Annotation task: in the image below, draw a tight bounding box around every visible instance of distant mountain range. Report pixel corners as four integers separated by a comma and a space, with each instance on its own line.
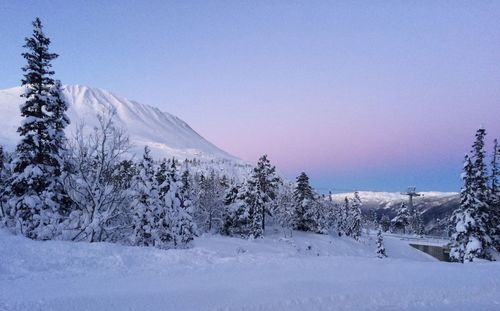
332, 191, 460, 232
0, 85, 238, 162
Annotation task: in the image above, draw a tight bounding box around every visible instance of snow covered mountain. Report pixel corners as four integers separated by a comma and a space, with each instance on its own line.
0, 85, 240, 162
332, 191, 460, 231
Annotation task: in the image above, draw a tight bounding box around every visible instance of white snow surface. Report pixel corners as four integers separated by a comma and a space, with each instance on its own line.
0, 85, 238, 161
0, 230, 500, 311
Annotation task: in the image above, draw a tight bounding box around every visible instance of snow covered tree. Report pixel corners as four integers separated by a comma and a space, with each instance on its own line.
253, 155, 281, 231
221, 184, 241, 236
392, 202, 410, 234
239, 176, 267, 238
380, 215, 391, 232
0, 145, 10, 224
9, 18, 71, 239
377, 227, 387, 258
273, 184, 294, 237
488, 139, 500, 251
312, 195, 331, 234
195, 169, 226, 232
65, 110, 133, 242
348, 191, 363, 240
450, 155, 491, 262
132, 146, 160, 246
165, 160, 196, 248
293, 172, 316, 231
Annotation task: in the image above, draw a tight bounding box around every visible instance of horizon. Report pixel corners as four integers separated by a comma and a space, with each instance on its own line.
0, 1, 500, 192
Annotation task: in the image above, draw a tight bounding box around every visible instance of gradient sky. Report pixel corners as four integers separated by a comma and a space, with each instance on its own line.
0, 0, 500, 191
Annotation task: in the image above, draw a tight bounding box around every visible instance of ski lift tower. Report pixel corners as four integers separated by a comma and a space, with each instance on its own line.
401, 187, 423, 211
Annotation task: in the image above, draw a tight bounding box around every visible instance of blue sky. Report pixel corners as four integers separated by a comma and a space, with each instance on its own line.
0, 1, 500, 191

---

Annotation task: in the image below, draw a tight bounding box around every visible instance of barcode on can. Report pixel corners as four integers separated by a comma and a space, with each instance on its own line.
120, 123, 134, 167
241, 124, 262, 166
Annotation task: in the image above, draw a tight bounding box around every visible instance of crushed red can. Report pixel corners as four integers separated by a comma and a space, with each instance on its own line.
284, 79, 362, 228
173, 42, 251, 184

Written instruction:
Please write out the rows again from the line with "snow covered mountain." up to and including the line with "0, 0, 500, 191", swapping "Annotation task" for "Labeling task" and leaving everything else unchanged.

Full answer:
Labeling task: in the image above, draw a tight bounding box around every visible instance of snow covered mountain. Report pixel corners as four integers separated by a comma and a space, with each instance on its own line.
0, 85, 240, 162
332, 191, 460, 231
Labeling task: in the image above, draw a tight bounding box around every visible instance of white snow surface. Report pixel corners as four integers separated by a comma and a space, with each instance on its own line.
0, 85, 238, 161
0, 230, 500, 311
Labeling task: in the image above, draw a tight bounding box around every visible instance of snow covered tree. Report pixel corners as four integers separated by a comma and a space, with each instance on its own line.
253, 155, 281, 231
221, 184, 241, 236
392, 202, 410, 234
239, 176, 267, 238
380, 215, 391, 232
0, 145, 10, 224
9, 18, 71, 239
377, 227, 387, 258
273, 184, 294, 237
488, 139, 500, 251
312, 195, 331, 234
195, 169, 226, 232
65, 110, 133, 242
348, 191, 363, 240
450, 155, 491, 262
132, 146, 160, 246
165, 160, 196, 248
293, 172, 316, 231
Labeling task: in the image above, draw a tight bounding box around every visible instance of horizon. Report pixel corners as four integers separated by a comma and a space, with each instance on its own line.
0, 1, 500, 192
Labeling task: in the image above, draw a tight bounding box around every visible instance of gradient sky. Report pixel corners as four integers separated by a comma and a space, with each instance on its own line.
0, 0, 500, 191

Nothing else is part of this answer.